EXERCISE OBJECTIVE: Exactly as written, give back every record below.

------ EXERCISE INPUT ------

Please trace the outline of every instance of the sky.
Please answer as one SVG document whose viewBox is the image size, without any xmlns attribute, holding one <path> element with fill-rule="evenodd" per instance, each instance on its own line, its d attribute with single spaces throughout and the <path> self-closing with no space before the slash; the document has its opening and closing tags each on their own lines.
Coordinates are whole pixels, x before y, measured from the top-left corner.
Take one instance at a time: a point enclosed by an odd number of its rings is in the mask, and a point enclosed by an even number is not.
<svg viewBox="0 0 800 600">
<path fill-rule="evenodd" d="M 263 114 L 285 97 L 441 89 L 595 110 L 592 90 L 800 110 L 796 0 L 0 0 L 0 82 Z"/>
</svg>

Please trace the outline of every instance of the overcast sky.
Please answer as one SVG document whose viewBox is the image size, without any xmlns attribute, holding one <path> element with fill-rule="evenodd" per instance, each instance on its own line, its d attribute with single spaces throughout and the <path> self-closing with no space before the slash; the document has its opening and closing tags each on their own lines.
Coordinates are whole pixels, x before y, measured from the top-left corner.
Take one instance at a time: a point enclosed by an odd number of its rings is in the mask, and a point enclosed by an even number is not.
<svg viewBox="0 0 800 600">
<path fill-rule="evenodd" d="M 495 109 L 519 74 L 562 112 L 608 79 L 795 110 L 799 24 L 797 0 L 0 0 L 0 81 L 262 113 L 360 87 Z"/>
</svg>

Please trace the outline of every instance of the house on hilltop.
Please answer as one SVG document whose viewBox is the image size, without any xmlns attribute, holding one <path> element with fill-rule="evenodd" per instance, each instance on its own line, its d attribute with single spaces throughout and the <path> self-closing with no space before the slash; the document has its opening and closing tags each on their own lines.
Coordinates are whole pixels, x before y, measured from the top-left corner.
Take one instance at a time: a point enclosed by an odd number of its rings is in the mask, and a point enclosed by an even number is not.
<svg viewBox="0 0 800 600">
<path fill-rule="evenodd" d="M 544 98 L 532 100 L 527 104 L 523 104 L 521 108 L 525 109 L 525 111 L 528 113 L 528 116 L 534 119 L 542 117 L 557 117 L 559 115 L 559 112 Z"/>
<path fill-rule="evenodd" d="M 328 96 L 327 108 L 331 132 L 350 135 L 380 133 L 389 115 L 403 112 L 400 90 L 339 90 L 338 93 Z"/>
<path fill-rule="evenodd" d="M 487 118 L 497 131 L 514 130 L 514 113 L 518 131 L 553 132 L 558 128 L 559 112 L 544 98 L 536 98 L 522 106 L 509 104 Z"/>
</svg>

------

ANSWER TO THE PROBLEM:
Please trace the outline of every instance of the sky.
Please answer as one SVG document whose viewBox is the image size, without any xmlns attribute, holding one <path> element with fill-rule="evenodd" per instance, each instance on its own line, its d attribute with single spaces throughout and the <path> self-closing with no space before the slash; the document has its opening and closing tags each on their own lines.
Coordinates are whole pixels, x before y, measured from the top-left corner.
Take one instance at a time: a point enclosed by an odd number of its rings is in the mask, and a point enclosed by an even number is not.
<svg viewBox="0 0 800 600">
<path fill-rule="evenodd" d="M 263 114 L 285 97 L 441 89 L 595 110 L 592 90 L 800 110 L 796 0 L 0 0 L 0 82 Z"/>
</svg>

Please trace the outline of every instance of the overcast sky.
Please answer as one SVG document whose viewBox is the image size, without any xmlns attribute, holding one <path> element with fill-rule="evenodd" per instance, each instance on its own line, its d attribute with single spaces throughout and the <path> self-closing with no space before the slash; the document has its opening and closing tags each on their own lines.
Coordinates are whole pixels, x before y, measured from the top-left corner.
Take one instance at a time: a point enclosed by an odd number of its rings is in the mask, and a point enclosed by an even number is not.
<svg viewBox="0 0 800 600">
<path fill-rule="evenodd" d="M 495 109 L 519 74 L 562 112 L 608 79 L 795 110 L 799 24 L 797 0 L 0 0 L 0 81 L 262 113 L 360 87 Z"/>
</svg>

Please trace the outline of every instance of the house on hilltop.
Please answer as one SVG document whose viewBox is the image size, without any xmlns attribute, holding one <path> element with fill-rule="evenodd" per instance, each instance on its own line, its d attribute with single spaces throughout and the <path> self-closing with no space before the slash; the document has its opening and closing tags each on their own lines.
Coordinates are whole pixels, x before y, measured from the top-left corner.
Take one instance at a time: a point enclosed by an odd number of its rings is in the mask, and a point enclosed by an even number is not.
<svg viewBox="0 0 800 600">
<path fill-rule="evenodd" d="M 544 98 L 532 100 L 527 104 L 523 104 L 521 108 L 525 109 L 525 111 L 528 113 L 528 116 L 534 119 L 542 117 L 557 117 L 559 115 L 559 112 Z"/>
<path fill-rule="evenodd" d="M 328 96 L 327 108 L 331 132 L 350 135 L 380 133 L 389 115 L 403 112 L 400 90 L 339 90 L 338 93 Z"/>
<path fill-rule="evenodd" d="M 487 118 L 497 131 L 514 130 L 514 113 L 518 131 L 553 132 L 558 128 L 559 112 L 544 98 L 536 98 L 522 106 L 509 104 Z"/>
</svg>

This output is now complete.